### Required work
Count the lines in the data below that contain the word "string", with uppercase and lowercase letters treated as different, and reply with only that number.

### Listing
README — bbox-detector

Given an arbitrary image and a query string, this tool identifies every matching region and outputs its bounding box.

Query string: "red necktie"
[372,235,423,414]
...
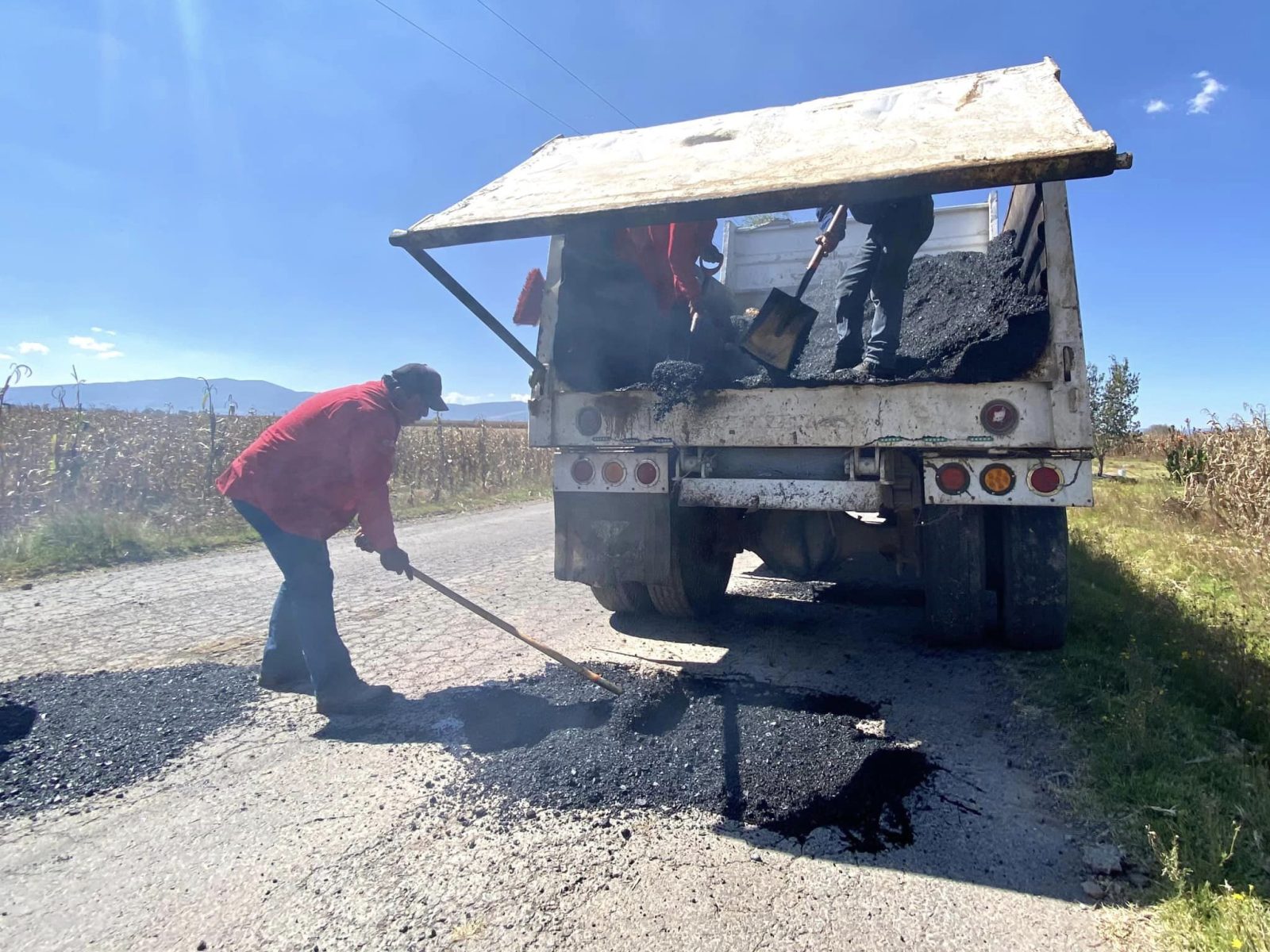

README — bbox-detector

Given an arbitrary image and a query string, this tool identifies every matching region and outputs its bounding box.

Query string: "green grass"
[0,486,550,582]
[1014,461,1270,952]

### Exercise response
4